▶ Task directions:
Beginning at the line that contains "Practice step: point at the beige" and ending at the last line of the entries, write out each line exactly; include nothing outside that span.

[Start Records supplied]

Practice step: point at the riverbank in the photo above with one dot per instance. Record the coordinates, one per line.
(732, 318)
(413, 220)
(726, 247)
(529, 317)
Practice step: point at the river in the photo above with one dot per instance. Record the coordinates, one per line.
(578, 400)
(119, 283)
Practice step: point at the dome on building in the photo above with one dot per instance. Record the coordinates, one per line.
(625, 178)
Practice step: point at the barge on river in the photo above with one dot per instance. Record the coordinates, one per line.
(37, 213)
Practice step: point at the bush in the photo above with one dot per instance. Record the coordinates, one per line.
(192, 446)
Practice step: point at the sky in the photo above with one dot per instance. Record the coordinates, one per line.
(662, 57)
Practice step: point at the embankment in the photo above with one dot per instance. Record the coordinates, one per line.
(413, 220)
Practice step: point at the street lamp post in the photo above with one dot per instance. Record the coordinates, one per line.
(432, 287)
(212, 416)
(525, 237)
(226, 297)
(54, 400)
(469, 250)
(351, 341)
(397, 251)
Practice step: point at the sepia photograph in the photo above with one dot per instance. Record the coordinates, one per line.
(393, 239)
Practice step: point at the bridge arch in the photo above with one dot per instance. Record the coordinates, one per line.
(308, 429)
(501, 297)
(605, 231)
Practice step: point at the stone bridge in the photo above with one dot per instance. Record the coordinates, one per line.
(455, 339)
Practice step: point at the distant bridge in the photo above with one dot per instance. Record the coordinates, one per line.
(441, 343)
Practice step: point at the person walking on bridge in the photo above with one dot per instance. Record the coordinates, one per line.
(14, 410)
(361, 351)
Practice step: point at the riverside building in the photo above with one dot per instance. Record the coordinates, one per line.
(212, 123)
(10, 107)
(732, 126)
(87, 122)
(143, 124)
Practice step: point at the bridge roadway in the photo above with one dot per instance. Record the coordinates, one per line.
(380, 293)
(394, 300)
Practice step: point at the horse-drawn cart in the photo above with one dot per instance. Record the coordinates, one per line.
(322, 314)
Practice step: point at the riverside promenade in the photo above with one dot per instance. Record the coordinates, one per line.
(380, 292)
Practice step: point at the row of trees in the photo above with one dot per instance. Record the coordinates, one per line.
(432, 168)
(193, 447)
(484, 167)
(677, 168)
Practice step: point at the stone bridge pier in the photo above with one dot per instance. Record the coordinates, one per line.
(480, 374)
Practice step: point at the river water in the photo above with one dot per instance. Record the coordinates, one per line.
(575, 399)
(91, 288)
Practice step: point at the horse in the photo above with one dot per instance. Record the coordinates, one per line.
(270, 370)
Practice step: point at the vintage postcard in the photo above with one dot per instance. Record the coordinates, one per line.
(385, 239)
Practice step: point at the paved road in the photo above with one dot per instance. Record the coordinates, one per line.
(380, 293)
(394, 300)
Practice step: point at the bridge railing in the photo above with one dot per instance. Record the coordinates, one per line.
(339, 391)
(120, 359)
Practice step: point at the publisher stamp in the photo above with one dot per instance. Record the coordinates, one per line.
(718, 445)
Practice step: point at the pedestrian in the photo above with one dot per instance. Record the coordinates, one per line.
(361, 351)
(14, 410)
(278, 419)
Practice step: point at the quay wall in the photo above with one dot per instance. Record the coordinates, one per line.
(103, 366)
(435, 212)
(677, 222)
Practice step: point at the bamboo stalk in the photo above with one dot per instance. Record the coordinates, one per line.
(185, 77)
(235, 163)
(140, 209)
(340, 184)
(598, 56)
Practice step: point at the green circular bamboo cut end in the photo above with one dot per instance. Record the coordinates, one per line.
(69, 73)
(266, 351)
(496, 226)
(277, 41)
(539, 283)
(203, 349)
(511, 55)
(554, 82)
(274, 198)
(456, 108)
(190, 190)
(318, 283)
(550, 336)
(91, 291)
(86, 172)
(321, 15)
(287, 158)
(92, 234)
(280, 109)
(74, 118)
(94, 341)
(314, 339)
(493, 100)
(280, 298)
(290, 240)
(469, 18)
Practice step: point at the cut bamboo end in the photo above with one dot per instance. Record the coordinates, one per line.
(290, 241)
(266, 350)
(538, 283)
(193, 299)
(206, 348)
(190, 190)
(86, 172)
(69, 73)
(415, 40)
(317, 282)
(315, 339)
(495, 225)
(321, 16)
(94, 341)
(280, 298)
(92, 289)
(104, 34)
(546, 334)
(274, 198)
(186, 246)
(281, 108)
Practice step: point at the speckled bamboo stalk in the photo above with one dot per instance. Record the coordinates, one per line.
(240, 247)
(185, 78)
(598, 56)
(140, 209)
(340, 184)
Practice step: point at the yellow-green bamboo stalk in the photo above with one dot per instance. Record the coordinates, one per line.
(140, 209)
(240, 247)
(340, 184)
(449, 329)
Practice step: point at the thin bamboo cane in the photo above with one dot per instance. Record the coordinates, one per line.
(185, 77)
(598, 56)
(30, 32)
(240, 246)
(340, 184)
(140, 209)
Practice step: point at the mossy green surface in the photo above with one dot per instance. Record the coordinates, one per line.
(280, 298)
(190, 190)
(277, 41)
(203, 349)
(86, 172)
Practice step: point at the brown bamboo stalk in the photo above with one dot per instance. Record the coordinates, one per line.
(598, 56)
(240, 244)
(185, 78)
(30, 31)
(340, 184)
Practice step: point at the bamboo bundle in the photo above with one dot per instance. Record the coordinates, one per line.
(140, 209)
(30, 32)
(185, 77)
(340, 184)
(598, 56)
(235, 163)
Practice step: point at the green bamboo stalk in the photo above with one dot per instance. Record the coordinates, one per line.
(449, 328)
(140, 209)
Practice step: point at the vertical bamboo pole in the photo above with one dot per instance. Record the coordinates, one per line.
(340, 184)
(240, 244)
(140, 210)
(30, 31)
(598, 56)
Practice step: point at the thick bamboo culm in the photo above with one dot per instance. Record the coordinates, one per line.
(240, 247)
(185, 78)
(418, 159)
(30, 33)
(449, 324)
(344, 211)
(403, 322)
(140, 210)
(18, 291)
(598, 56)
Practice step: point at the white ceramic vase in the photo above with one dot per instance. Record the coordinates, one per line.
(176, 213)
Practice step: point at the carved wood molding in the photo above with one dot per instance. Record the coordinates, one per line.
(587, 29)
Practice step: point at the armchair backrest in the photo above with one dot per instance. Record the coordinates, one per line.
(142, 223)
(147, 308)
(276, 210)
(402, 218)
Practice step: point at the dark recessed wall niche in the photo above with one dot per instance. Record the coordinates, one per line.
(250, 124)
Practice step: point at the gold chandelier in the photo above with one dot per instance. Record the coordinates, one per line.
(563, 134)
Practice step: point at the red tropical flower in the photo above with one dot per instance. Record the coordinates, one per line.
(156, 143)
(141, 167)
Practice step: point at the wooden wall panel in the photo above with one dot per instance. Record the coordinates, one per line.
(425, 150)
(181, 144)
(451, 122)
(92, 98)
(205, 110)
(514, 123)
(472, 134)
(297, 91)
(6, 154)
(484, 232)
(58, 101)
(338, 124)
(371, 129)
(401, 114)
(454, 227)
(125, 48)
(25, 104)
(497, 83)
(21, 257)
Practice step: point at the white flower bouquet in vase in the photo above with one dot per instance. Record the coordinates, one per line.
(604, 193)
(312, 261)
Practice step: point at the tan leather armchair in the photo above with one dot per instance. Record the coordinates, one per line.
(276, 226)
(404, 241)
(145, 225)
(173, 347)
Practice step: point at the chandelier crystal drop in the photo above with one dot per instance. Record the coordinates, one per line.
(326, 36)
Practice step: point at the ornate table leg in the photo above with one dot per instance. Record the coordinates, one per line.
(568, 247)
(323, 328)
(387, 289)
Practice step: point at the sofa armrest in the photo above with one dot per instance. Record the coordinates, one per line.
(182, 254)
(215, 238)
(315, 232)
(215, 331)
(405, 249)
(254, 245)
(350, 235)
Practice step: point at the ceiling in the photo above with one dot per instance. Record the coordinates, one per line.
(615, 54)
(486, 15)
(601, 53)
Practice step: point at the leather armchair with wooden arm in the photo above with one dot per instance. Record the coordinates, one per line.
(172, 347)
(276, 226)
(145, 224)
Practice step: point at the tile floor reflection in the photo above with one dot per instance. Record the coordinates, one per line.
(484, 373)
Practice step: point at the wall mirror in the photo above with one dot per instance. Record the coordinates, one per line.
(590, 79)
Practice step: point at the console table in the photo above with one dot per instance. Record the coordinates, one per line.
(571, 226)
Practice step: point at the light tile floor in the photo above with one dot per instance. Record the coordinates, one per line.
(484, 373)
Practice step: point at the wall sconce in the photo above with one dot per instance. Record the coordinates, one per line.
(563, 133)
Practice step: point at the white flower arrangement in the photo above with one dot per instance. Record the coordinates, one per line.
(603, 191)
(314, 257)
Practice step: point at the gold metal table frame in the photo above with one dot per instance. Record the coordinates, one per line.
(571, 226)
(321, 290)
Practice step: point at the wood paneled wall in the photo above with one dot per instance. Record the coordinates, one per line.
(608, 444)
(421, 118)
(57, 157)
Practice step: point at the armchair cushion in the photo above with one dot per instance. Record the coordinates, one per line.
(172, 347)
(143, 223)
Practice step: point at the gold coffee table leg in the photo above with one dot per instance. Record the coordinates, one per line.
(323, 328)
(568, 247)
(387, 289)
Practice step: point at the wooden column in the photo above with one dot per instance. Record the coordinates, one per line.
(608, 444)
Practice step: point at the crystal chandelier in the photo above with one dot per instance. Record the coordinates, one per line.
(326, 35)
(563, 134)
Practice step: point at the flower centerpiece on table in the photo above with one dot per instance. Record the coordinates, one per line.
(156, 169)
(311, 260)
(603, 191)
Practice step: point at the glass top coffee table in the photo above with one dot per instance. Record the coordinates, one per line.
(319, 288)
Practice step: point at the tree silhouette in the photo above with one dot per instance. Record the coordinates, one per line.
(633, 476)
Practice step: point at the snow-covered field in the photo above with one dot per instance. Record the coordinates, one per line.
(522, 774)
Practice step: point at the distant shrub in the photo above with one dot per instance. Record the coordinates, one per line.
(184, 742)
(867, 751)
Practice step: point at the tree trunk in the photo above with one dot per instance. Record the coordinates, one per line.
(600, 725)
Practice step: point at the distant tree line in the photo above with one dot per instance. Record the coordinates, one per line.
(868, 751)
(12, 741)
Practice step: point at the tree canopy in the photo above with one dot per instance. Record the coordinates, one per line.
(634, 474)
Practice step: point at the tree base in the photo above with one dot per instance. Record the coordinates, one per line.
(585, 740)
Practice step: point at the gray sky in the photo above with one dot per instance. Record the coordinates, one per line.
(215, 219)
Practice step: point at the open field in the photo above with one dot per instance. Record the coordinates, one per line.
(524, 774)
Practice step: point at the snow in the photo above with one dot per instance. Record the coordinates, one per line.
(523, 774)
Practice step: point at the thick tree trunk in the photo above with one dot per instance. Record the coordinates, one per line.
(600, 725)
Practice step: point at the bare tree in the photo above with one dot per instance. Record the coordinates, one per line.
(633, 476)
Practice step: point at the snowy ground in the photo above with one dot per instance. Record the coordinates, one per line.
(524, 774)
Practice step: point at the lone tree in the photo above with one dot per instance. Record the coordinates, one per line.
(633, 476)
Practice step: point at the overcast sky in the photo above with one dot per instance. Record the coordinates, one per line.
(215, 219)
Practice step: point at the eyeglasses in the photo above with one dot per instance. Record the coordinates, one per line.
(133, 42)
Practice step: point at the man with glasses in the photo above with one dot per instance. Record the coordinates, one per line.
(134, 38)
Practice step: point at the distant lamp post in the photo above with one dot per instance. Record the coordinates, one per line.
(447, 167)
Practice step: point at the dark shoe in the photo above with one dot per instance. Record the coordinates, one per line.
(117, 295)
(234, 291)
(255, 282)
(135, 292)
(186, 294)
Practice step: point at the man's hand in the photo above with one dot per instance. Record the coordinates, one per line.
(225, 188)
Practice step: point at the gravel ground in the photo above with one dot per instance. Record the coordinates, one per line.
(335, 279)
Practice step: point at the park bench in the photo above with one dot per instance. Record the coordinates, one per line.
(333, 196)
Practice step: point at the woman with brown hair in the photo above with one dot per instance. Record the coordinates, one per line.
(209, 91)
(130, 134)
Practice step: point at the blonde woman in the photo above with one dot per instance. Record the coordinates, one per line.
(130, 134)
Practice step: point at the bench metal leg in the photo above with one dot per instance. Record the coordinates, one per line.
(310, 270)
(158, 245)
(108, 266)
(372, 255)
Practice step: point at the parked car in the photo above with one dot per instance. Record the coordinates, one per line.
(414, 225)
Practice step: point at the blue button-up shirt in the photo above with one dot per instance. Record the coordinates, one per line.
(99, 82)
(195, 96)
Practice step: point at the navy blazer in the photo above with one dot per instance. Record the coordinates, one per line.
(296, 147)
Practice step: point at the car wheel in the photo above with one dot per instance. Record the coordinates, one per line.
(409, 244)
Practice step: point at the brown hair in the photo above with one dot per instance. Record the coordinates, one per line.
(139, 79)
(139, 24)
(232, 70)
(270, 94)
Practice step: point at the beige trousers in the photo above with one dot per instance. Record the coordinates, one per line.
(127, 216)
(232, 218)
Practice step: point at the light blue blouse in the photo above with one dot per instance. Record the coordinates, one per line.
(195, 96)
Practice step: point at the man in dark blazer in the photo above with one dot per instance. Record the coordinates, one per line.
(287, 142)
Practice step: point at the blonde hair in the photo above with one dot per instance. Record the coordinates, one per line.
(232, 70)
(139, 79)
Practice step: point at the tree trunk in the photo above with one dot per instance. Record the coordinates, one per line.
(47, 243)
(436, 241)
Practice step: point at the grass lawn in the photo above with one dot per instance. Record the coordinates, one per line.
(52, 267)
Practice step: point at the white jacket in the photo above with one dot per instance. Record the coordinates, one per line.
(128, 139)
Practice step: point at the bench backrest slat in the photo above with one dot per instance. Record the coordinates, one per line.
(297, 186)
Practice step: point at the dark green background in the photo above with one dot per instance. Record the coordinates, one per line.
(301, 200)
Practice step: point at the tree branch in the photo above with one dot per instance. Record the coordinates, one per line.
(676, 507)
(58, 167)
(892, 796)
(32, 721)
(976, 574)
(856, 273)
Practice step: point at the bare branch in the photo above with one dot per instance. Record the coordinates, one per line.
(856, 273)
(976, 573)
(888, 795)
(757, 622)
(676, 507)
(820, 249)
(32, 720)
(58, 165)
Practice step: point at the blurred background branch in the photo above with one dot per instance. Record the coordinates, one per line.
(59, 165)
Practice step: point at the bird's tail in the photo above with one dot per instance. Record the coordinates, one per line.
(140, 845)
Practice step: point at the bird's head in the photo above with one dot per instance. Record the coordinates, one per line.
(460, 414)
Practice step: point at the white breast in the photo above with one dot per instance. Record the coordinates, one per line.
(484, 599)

[End Records supplied]

▶ Solved exercise:
Practice step: point at the beige trousers in the photo above with one dot per instance. Record the coordinates, one per line.
(127, 216)
(232, 218)
Practice step: point at the light blue blouse in the photo above with one dot per instance. Record the coordinates, one per line.
(195, 96)
Practice step: point at the man in dark blazer in the photo above with one dot per instance. Record the coordinates, one per line.
(287, 142)
Practice step: point at the blonde hair in the photo above with one dot per instance. Record the coordinates, one per line.
(232, 70)
(139, 79)
Practice step: point at the tree trunk in the photo above with one dot per instance. Record the coordinates, one per line.
(47, 243)
(436, 241)
Practice step: point at the grass lawn in the photo above with one dot per instance. Record the coordinates, one per line.
(52, 267)
Practice step: point at the white jacket in the photo above with one dot per instance. Record the coordinates, one per line.
(128, 139)
Practice step: point at the bench backrest slat in the photo above with one dot per instance. Record the coordinates, one per line.
(297, 186)
Practice step: point at the dark green background in the photo above with one dot per instance. Record the coordinates, one per line.
(301, 200)
Practice step: point at the tree branch in the photo above with one dot per instance. Record the coordinates, one per line.
(676, 507)
(58, 167)
(892, 796)
(32, 721)
(976, 574)
(856, 273)
Practice step: point at the bare branch in the photo above with one dot per instance. Record the coordinates, one per line.
(856, 273)
(976, 573)
(888, 795)
(757, 622)
(676, 507)
(820, 249)
(32, 720)
(58, 165)
Practice step: point at the blurred background branch in the photo above with one dot per instance. Record the coordinates, one per line.
(59, 165)
Practice step: point at the bird's tail in the photo above with one dot per instance. Record the coordinates, one per line.
(140, 845)
Practice step: point at the bird's head in the photo above with one dot per instance. Record the coordinates, one per line.
(460, 414)
Practice step: point at the white breast in the photo above with one dot per instance. Record the coordinates, one per line.
(484, 599)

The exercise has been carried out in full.